- **TASK BRIEF**:
All entries are to be given again verbatim.

+++

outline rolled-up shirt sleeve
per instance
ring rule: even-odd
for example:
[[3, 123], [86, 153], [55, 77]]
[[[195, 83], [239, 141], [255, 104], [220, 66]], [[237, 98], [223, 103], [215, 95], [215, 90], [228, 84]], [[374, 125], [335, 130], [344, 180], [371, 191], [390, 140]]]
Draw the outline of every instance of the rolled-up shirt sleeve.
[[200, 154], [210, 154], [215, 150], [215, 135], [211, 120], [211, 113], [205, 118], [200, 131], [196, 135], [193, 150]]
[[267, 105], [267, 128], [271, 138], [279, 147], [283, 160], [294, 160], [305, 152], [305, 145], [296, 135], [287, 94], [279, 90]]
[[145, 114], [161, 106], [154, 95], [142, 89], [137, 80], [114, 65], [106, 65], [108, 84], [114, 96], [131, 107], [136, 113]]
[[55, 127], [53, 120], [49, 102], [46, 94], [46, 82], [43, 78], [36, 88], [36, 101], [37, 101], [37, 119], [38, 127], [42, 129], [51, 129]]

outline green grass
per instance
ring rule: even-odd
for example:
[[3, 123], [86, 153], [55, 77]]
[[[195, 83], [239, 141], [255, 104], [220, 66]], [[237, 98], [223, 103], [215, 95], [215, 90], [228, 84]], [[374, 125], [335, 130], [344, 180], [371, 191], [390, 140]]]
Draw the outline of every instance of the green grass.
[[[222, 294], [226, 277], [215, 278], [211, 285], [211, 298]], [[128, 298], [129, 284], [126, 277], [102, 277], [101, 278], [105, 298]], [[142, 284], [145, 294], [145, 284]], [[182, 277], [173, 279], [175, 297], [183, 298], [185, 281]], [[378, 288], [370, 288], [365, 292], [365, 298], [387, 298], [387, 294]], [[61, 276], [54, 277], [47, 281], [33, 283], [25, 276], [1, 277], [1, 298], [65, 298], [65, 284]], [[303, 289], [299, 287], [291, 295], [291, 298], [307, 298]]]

+++

- **FINISHED ANSWER**:
outline rolled-up shirt sleeve
per instance
ring rule: even-odd
for example:
[[3, 123], [86, 153], [55, 77]]
[[[195, 83], [239, 141], [255, 104], [220, 66]], [[237, 98], [223, 103], [215, 95], [215, 90], [228, 84]], [[374, 125], [335, 130], [344, 180], [371, 191], [390, 140]]]
Draw the outline of every instance of the rolled-up shirt sleeve.
[[200, 154], [210, 154], [215, 150], [215, 135], [211, 120], [211, 113], [205, 118], [200, 131], [196, 135], [193, 150]]
[[267, 105], [267, 128], [271, 138], [279, 147], [283, 160], [294, 160], [305, 152], [305, 145], [296, 135], [287, 94], [279, 90]]
[[145, 114], [161, 106], [154, 95], [142, 89], [137, 80], [114, 65], [106, 65], [108, 84], [114, 96], [131, 107], [136, 113]]
[[55, 127], [53, 120], [49, 102], [46, 94], [46, 82], [43, 78], [36, 88], [36, 101], [37, 101], [37, 119], [38, 127], [42, 129], [51, 129]]

outline green grass
per instance
ring rule: even-odd
for example:
[[3, 123], [86, 153], [55, 77]]
[[[195, 83], [239, 141], [255, 104], [220, 66]], [[237, 98], [223, 103], [215, 95], [215, 90], [228, 84]], [[374, 125], [335, 130], [344, 180], [371, 191], [390, 140]]]
Draw the outline of every instance of the green grass.
[[[222, 294], [226, 277], [215, 278], [211, 285], [211, 298]], [[128, 298], [129, 284], [126, 277], [102, 277], [101, 278], [105, 298]], [[142, 284], [145, 294], [145, 284]], [[182, 277], [173, 279], [175, 297], [183, 298], [185, 281]], [[378, 288], [370, 288], [365, 292], [365, 298], [387, 298], [387, 294]], [[61, 276], [54, 277], [47, 281], [33, 283], [25, 276], [1, 277], [1, 298], [65, 298], [65, 284]], [[303, 289], [299, 287], [291, 295], [291, 298], [307, 298]]]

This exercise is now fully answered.